(Stored records)
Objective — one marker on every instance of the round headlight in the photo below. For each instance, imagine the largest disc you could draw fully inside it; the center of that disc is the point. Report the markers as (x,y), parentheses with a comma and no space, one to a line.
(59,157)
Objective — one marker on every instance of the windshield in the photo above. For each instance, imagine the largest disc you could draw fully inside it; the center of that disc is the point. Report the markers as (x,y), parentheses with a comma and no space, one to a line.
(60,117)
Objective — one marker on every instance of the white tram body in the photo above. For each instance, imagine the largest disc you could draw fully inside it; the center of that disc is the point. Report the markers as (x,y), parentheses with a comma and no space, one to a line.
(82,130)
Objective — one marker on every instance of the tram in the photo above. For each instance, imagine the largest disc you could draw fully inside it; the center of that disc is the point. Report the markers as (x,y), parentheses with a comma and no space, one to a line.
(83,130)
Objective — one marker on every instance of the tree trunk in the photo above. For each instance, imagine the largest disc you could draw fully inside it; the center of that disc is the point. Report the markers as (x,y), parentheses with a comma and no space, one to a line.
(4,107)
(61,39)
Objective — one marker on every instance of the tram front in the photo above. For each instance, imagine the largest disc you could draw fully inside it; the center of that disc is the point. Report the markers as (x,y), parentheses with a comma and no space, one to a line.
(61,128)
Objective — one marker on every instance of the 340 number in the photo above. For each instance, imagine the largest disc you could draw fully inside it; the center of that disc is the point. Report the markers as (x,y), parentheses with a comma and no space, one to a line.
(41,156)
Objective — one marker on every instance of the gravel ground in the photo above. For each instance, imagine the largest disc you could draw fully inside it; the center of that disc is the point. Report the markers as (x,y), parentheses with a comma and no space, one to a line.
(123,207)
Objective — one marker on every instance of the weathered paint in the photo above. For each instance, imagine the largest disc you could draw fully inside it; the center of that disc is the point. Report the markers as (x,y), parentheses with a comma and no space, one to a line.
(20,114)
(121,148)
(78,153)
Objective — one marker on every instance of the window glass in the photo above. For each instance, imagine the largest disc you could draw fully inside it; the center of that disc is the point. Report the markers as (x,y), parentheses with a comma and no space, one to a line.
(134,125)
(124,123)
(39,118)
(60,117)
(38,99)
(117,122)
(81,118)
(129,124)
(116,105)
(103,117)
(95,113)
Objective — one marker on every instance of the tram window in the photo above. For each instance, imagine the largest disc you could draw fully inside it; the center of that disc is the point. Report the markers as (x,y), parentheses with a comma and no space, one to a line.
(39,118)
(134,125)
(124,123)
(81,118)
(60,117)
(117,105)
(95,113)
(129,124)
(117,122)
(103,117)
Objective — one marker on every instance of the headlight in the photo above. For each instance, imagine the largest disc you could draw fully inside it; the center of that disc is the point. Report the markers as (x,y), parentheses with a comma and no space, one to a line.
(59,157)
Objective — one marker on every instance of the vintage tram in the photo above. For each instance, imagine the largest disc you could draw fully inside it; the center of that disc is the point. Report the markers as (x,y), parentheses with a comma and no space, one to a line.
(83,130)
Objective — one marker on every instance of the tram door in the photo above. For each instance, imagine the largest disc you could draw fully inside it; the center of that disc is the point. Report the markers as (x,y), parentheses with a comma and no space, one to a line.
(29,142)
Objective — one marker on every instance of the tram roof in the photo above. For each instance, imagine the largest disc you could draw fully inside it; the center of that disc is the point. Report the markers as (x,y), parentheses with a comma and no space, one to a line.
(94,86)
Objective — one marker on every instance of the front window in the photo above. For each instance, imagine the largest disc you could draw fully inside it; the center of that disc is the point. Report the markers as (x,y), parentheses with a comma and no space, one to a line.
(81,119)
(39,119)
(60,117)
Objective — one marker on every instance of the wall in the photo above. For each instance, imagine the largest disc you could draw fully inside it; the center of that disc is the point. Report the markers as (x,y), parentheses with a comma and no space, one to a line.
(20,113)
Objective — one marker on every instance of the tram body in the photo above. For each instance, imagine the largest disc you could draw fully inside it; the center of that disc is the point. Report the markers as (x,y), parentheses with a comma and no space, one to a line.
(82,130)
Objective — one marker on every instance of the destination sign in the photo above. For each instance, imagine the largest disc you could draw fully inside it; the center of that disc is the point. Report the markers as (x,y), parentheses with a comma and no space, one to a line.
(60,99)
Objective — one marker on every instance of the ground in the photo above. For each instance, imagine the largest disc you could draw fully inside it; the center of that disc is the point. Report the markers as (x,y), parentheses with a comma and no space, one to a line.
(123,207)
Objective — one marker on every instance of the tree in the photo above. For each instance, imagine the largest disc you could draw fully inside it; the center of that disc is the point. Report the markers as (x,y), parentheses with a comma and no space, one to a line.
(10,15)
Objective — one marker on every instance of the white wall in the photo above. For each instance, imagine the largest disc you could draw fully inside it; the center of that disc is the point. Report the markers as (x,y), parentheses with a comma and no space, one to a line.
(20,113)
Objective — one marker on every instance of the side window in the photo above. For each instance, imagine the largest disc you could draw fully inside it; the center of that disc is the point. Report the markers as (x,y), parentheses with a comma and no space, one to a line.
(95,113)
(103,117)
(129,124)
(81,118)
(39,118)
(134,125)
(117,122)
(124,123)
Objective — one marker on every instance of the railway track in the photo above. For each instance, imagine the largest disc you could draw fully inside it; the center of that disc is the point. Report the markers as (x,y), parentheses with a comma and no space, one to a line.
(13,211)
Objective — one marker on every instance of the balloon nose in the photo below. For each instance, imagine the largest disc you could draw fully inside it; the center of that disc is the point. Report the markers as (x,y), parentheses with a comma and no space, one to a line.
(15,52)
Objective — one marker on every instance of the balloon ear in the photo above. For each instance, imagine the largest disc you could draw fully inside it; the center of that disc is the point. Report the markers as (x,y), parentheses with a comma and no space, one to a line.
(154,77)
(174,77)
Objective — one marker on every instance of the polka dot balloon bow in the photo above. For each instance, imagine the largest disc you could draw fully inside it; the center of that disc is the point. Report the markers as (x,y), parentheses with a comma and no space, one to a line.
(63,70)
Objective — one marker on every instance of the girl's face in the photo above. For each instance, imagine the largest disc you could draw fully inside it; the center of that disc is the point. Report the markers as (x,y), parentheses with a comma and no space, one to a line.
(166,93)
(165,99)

■ **YOUR INSTRUCTIONS**: Would you return the entries exactly as they stand?

■ **RESPONSE AREA**:
Objective — one marker on every instance of the round headlight in the photo below. For each instance, imagine the largest disc you could draw fully inside it; the center of that disc is the point. Report the markers as (x,y), parentheses with a comma and no space, one to a line.
(59,157)
Objective — one marker on every instance of the windshield in the photo above. For each instance, imagine the largest disc you could draw fully inside it; the center of that disc is the point. Report the markers as (x,y), parentheses with a comma and no space, one to a line.
(60,117)
Objective — one marker on every instance of the white tram body in the photo above. For each instance, imagine the largest disc you could draw fully inside it; the center of that disc is the point. Report the markers as (x,y), parentheses with a comma and no space, one to a line.
(82,130)
Objective — one marker on every instance of the tram in the photo above. For each instance, imagine the largest disc you could draw fully inside it; the center of that disc is the point. Report the markers as (x,y), parentheses with a comma and no space, one to a line.
(83,130)
Objective — one marker on every instance of the tree trunk in the photo above. For each instance, imagine the largest disc you could draw fully inside it; the center of that disc is the point. Report the markers as (x,y), parentheses with a comma and no space, one to a line.
(4,107)
(61,39)
Objective — one marker on every instance of the tram front in the photo above. For each instance, imagine the largest disc you could draw fully inside it; the center of that disc is the point. Report the markers as (x,y), parentheses with a comma and no space, one to a line.
(61,128)
Objective — one marker on every instance of the 340 number in the photo above. For each instance, imagine the largest disc you could draw fully inside it; the center of that disc is the point. Report the markers as (x,y), parentheses with a comma and no space, one to a line.
(41,156)
Objective — one marker on every instance of the gravel ground in the photo above. For each instance, imagine the largest disc you could draw fully inside it; the center of that disc is the point. Report the markers as (x,y), parentheses with a comma and no space, one to a line.
(123,207)
Objective — one marker on every instance of the weathered paint in the photo above. For each instance, imagine the largest disc you could draw fully inside it; the center of that disc is the point. Report the markers as (x,y), parentheses with a comma and no space, one to a line.
(20,114)
(121,148)
(78,153)
Objective — one marker on every instance of the window glass in the photo above. For each instance, imagine the largest disc you could draw fully inside it; the center of that disc is the point. Report the markers as (x,y), parentheses with a comma and no space, one to a line.
(134,125)
(124,123)
(39,118)
(60,117)
(38,99)
(117,122)
(81,118)
(129,124)
(116,105)
(103,117)
(95,113)
Objective — one marker on every instance of the tram window in the photo above. For each instance, imagine the largest disc you could draw fully inside it; the center of that disc is the point. Report the markers as (x,y), parentheses with a comma and no space, one to a line.
(39,118)
(134,125)
(124,123)
(81,118)
(60,117)
(117,105)
(95,113)
(129,124)
(117,122)
(103,117)
Objective — one marker on every instance of the headlight in the photo above. For each instance, imagine the largest disc you could draw fully inside it; the center of that disc is the point. Report the markers as (x,y), parentheses with a comma and no space, one to a line.
(59,157)
Objective — one marker on every instance of the vintage tram in the photo above. For each instance, imagine the largest disc you could draw fully inside it; the center of that disc is the point. Report the markers as (x,y), parentheses with a comma and no space, one to a line.
(83,130)
Objective — one marker on every instance of the tram door in the photo above. For each instance, imagine the largest disc you could draw fully inside it; the center of that disc is the point. Report the markers as (x,y), parentheses with a comma and no space, one to a line.
(29,142)
Objective — one marker on every instance of the tram roof in the photo above. For each instance, imagine the largest disc you could draw fully inside it; the center of that disc is the point. Report the markers as (x,y), parentheses with a comma and no space, one to a line.
(94,86)
Objective — one marker on every instance of the front window in the photo above. For each instance, imagine the largest disc you could draw fully inside it; the center of that disc is the point. Report the markers as (x,y), parentheses with a comma and no space, one to a line.
(81,119)
(39,119)
(60,117)
Objective — one marker on every instance of the wall in the photo above. For each instance, imagine the largest disc you could draw fully inside it; the center of that disc is the point. Report the markers as (x,y), parentheses with a comma and no space, one to a line.
(20,113)
Objective — one marker on every instance of the tram body in the photo above. For each instance, imagine the largest disc you could draw fully inside it; the center of that disc is the point. Report the markers as (x,y), parentheses with a comma and no space, one to a line.
(82,130)
Objective — one marker on every instance of the destination sign in the photo above. For each instance, imagine the largest disc you could draw fully inside it; the center of that disc is the point. Report the markers as (x,y), parentheses with a comma and no space, one to a line.
(60,99)
Objective — one marker on every instance of the ground in the photo above. For each instance, imagine the largest disc you could draw fully inside it; the center of that disc is the point. Report the markers as (x,y), parentheses with a comma and no space, one to a line.
(123,207)
Objective — one marker on every instance of the tree in the photo above. For each instance, imagine the largest disc you could draw fully inside it; the center of that disc is the point. Report the markers as (x,y), parentheses with a comma and no space, one to a line.
(10,15)
Objective — one marker on every instance of the white wall in the photo above. For each instance, imagine the largest disc you could draw fully inside it; the center of that disc is the point. Report the markers as (x,y), parentheses with a comma and no space, one to a line.
(20,113)
Objective — one marker on every instance of the side window in the photo above. For each instance, imagine the largest disc you could draw fully inside it; the center of that disc is the point. Report the markers as (x,y), parentheses with a comma and no space, one to a line.
(95,113)
(103,117)
(129,124)
(81,118)
(39,118)
(134,125)
(117,122)
(124,123)
Objective — one marker on every instance of the railway track in the photo above. For each instance, imagine the largest disc you could draw fully inside it; the center of that disc is the point. Report the markers as (x,y), parentheses with a comma and no space, one to a line.
(13,211)
Objective — one marker on every instance of the balloon nose in the photo below. For each instance, imagine the largest disc you could draw fully inside it; the center of that disc is the point. Report the markers as (x,y), parentheses with a comma and no space, one to a line.
(15,52)
Objective — one marker on every instance of the balloon ear in the photo above. For each instance, imagine the largest disc you could draw fully inside it; the center of that disc is the point. Report the markers as (x,y), parentheses with a comma and no space, one to a line.
(154,77)
(174,77)
Objective — one marker on every instance of the polka dot balloon bow in the photo above. For each instance, imagine the largest disc you could draw fully inside it; the center of that disc is the point. Report the markers as (x,y), parentheses with a comma and no space, one to a line.
(63,70)
Objective — one marker on every instance of the girl's face in the photo above. For each instance, imagine the largest disc you could draw fully inside it; the center of that disc is the point. Report the markers as (x,y), parentheses with a comma and no space, one to a line.
(166,93)
(165,99)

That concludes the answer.